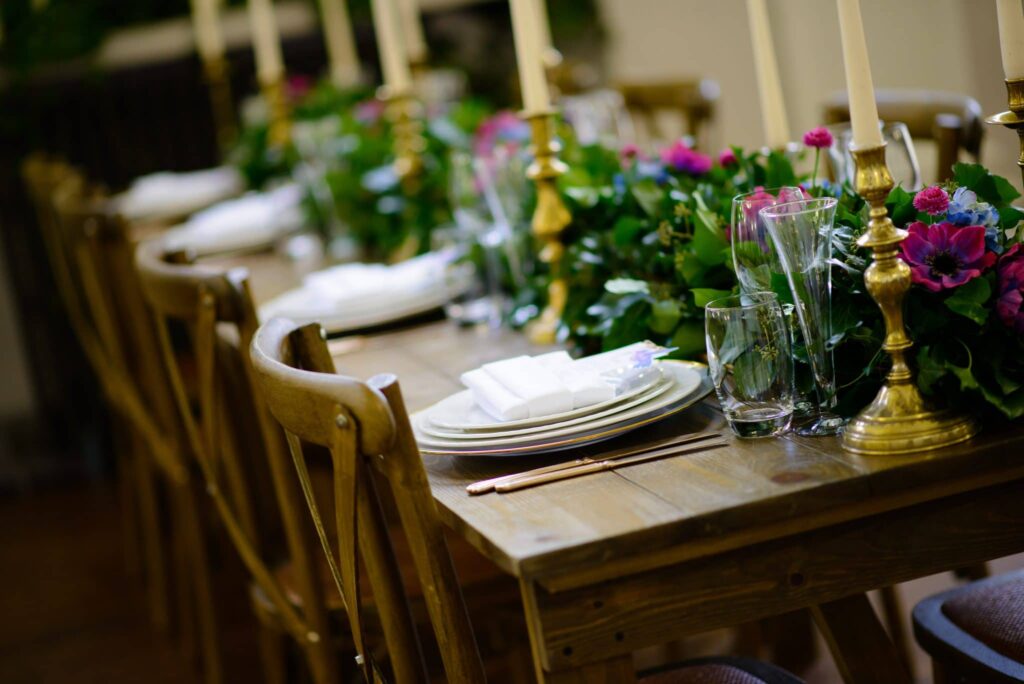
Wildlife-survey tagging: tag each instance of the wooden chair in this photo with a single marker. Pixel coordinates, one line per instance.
(694, 101)
(214, 417)
(58, 194)
(366, 428)
(952, 121)
(975, 633)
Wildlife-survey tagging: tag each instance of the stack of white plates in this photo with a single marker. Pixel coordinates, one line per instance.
(458, 426)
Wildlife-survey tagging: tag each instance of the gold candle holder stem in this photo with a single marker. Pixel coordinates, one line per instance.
(216, 75)
(406, 115)
(1014, 118)
(279, 117)
(550, 218)
(898, 421)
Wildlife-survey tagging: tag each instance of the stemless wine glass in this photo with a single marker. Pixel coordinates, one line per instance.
(801, 232)
(750, 361)
(900, 155)
(753, 254)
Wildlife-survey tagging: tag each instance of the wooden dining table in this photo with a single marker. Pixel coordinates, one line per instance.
(615, 561)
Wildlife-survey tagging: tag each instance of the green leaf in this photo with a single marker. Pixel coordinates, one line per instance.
(704, 295)
(689, 338)
(969, 299)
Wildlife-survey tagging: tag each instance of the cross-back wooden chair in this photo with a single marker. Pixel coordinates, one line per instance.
(952, 121)
(59, 196)
(366, 428)
(214, 418)
(693, 100)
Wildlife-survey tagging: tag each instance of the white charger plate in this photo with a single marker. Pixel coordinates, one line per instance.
(637, 398)
(460, 413)
(690, 385)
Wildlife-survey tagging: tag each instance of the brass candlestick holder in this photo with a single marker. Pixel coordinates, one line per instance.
(898, 421)
(550, 218)
(1014, 119)
(215, 73)
(406, 115)
(280, 122)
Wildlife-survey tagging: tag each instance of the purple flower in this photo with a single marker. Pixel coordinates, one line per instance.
(944, 256)
(817, 137)
(1011, 270)
(932, 201)
(682, 158)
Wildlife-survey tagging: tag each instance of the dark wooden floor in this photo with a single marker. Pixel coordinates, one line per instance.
(70, 612)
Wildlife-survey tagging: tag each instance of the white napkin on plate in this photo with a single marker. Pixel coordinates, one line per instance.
(170, 193)
(258, 218)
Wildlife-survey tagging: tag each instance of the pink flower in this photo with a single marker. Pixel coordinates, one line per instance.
(933, 201)
(682, 158)
(817, 137)
(1011, 270)
(944, 256)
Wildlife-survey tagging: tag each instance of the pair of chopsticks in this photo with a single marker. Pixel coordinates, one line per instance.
(617, 459)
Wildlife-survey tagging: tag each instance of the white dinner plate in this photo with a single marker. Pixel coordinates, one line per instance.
(460, 413)
(637, 398)
(690, 385)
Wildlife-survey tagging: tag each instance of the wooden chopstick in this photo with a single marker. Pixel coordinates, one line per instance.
(600, 466)
(484, 486)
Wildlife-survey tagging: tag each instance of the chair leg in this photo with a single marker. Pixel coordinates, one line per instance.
(273, 654)
(892, 607)
(202, 585)
(152, 538)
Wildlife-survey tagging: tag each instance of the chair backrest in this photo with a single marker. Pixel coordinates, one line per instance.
(365, 426)
(692, 100)
(952, 121)
(202, 301)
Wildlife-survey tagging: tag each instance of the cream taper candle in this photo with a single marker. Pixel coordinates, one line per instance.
(863, 110)
(412, 30)
(1012, 37)
(266, 42)
(773, 117)
(206, 25)
(344, 61)
(532, 80)
(392, 50)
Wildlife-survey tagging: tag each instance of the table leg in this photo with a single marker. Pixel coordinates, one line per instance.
(859, 644)
(617, 670)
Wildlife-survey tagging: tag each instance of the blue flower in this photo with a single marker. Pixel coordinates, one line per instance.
(966, 210)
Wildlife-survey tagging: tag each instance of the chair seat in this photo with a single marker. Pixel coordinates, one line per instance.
(720, 671)
(472, 567)
(977, 629)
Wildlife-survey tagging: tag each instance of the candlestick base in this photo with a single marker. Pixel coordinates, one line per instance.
(899, 420)
(1014, 118)
(279, 119)
(216, 75)
(406, 115)
(550, 218)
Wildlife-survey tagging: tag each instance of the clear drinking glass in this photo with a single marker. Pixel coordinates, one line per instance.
(750, 361)
(801, 232)
(753, 254)
(900, 155)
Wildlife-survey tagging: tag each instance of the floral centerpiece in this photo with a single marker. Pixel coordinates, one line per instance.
(650, 244)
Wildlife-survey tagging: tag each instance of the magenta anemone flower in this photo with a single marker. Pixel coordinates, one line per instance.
(932, 201)
(682, 158)
(1011, 270)
(943, 256)
(818, 137)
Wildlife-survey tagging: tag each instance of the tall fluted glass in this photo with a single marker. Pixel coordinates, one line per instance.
(801, 232)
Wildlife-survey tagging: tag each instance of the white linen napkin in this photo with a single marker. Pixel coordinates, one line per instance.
(257, 218)
(170, 193)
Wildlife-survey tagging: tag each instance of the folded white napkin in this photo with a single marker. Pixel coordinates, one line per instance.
(170, 193)
(257, 218)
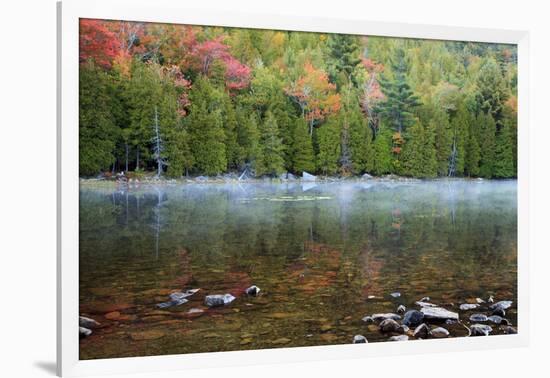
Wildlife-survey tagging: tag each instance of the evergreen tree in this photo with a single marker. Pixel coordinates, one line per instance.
(205, 126)
(303, 158)
(400, 103)
(328, 137)
(271, 160)
(97, 132)
(487, 142)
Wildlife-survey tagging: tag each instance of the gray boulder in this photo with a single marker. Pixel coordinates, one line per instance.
(439, 333)
(478, 318)
(421, 332)
(413, 318)
(389, 325)
(481, 330)
(217, 300)
(438, 314)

Work task:
Output all the material above exactly once more, leaving every picture out.

Your response:
Wildlife-survey tagging: tag each instance of the wooden chair in this photo with a single marker. Pixel coordinates, one line per instance.
(694, 101)
(214, 417)
(58, 194)
(366, 428)
(952, 121)
(975, 633)
Wildlife-survey tagging: tag each instance of the stack of white plates in this photo with a single marker. Pixel coordinates, one line per instance.
(458, 426)
Wildlife-survey tagging: tag each instance of the gold candle holder stem in this photo with a single marker. Pixel coordinates, one line per instance.
(216, 75)
(406, 115)
(1014, 118)
(279, 117)
(550, 218)
(898, 421)
Wildlife-survey tagging: tag each instance of the stemless wine glass in this photo with a single marker. Pixel coordinates, one line per instance.
(801, 232)
(750, 361)
(900, 155)
(753, 254)
Wildlife-survey tagging: tag each instance of the wooden dining table in this photo with a single marker. Pixel coordinates, one line per instance.
(615, 561)
Wildlife-survey tagging: tag each instance of the green leaf in this photo with a single marker. Pixel coordinates, one line per instance.
(704, 295)
(689, 338)
(969, 299)
Wildlife-survey tagging: tag each instance of the cross-back wooden chair in this photo with a single marker. Pixel coordinates, one line per instance.
(952, 121)
(59, 196)
(366, 428)
(214, 418)
(693, 100)
Wildlife-survey tagging: tag each instance of the white charger plate in this photo with a single marker. Pixel coordinates, one line per instance.
(637, 398)
(460, 413)
(690, 385)
Wildlife-survey tagging: tag each instance of the brass candlestick holder in this photo with a single marker. Pixel coordinates, one line per instance.
(898, 421)
(550, 218)
(1014, 119)
(215, 73)
(406, 115)
(280, 122)
Wildlife-survey tagging: tag each instance of the purple flower in this photo with a single marker. Pixel coordinates, one line per instance.
(944, 256)
(817, 137)
(1011, 270)
(932, 201)
(682, 158)
Wildlife-survey tagging: tag each instance of the dark wooden floor in this photo with a single marker. Pixel coordinates, one line per instance.
(70, 612)
Wildlife-survey tagging: tag each instance of the white napkin on plate in this photo with a single marker. Pixel coordinates, one line per instance.
(170, 193)
(258, 218)
Wildlife-survey tagging: tag each instance of the pink flower in this photo with a single marker. Pixel coordinates, one line per instance.
(933, 201)
(682, 158)
(817, 137)
(1011, 270)
(944, 256)
Wildlife-survey tagging: tag each instance of the pair of chopsticks in this photo with a single marker. Pixel coordinates, one line per instance.
(617, 459)
Wildlife-survey tagging: tag each instance of the white dinner plate in this photo with a single marker. Pixel coordinates, one line per instance.
(460, 413)
(637, 398)
(690, 385)
Wildlife-survey tagging: tag each instance of the wooden chopstick in this photo with a single marker. Pixel coordinates, one line per instance.
(600, 466)
(484, 486)
Wildlife-survey tagging: tag each instance of the chair leg in this photo with a single marker. Pixel coordinates, one line per instance.
(273, 654)
(892, 607)
(202, 585)
(152, 538)
Wildlife-survey tagging: tag each instance of the chair backrest in this photo with a single marker. Pixel coordinates, one line per instance.
(365, 426)
(692, 100)
(952, 121)
(202, 301)
Wildlife-survey tagging: tag each instance of the cream taper candle in this photo with a single marker. Pixel coordinates, one line per instance.
(863, 110)
(412, 30)
(1012, 37)
(266, 42)
(773, 117)
(206, 25)
(344, 61)
(532, 80)
(392, 50)
Wildlife-survey tagging: tag each instance of the table leg in this photo with a single marker. Pixel coordinates, one line per instance.
(859, 644)
(617, 670)
Wildlife-survey tagging: tag each instance of the blue flower in this photo with a single marker. Pixel coordinates, one line per instance.
(966, 210)
Wildlife-survey tagging: tag each instance of the chair seat in this photo with a single marker. Pixel coordinates, one line per instance.
(720, 671)
(472, 567)
(977, 629)
Wildlife-survey tagging: tag each instance of the candlestick base in this photo with a single marker. Pixel coordinates, one line per instance.
(899, 420)
(1014, 118)
(279, 119)
(216, 75)
(406, 115)
(550, 218)
Wildlife-survey tagging: tag each instance of the clear drinking glass in this photo with a single marker. Pixel coordinates, one line per instance.
(750, 361)
(801, 232)
(753, 254)
(900, 155)
Wildlife-survey tagging: tag each instance of the floral centerpiece in this photo with a single marker. Pixel coordinates, one line per instance.
(650, 244)
Wildlife-survey tagging: tag each instance of the magenta anemone flower in this photo with a single marker. Pixel coordinates, one line per instance.
(932, 201)
(682, 158)
(1011, 270)
(943, 256)
(818, 137)
Wildlife-survey tagging: tag each instance of the tall fluted glass in this photo with a single marker. Pixel coordinates, one line per instance.
(801, 232)
Wildlife-survey tagging: tag each instance of the white linen napkin in this photo with a single marker. Pixel coordinates, one line per instance.
(257, 218)
(170, 193)
Wildlife-survey tagging: tag each instance of the folded white napkin in this photo with a single marker. Pixel coordinates, one line per instance.
(170, 193)
(257, 218)
Wildlife-survey tagging: tag each instance of the evergreen tree in this photo with a single marker. Pixel coordinates, one line per instance.
(205, 126)
(303, 158)
(400, 103)
(328, 137)
(271, 160)
(97, 132)
(487, 142)
Wildlife-survey tagging: tag each instance of the gray boulder in this photo with a single marker. Pixel coordinates, one line per instance.
(439, 333)
(478, 318)
(421, 332)
(413, 318)
(389, 325)
(481, 330)
(217, 300)
(438, 314)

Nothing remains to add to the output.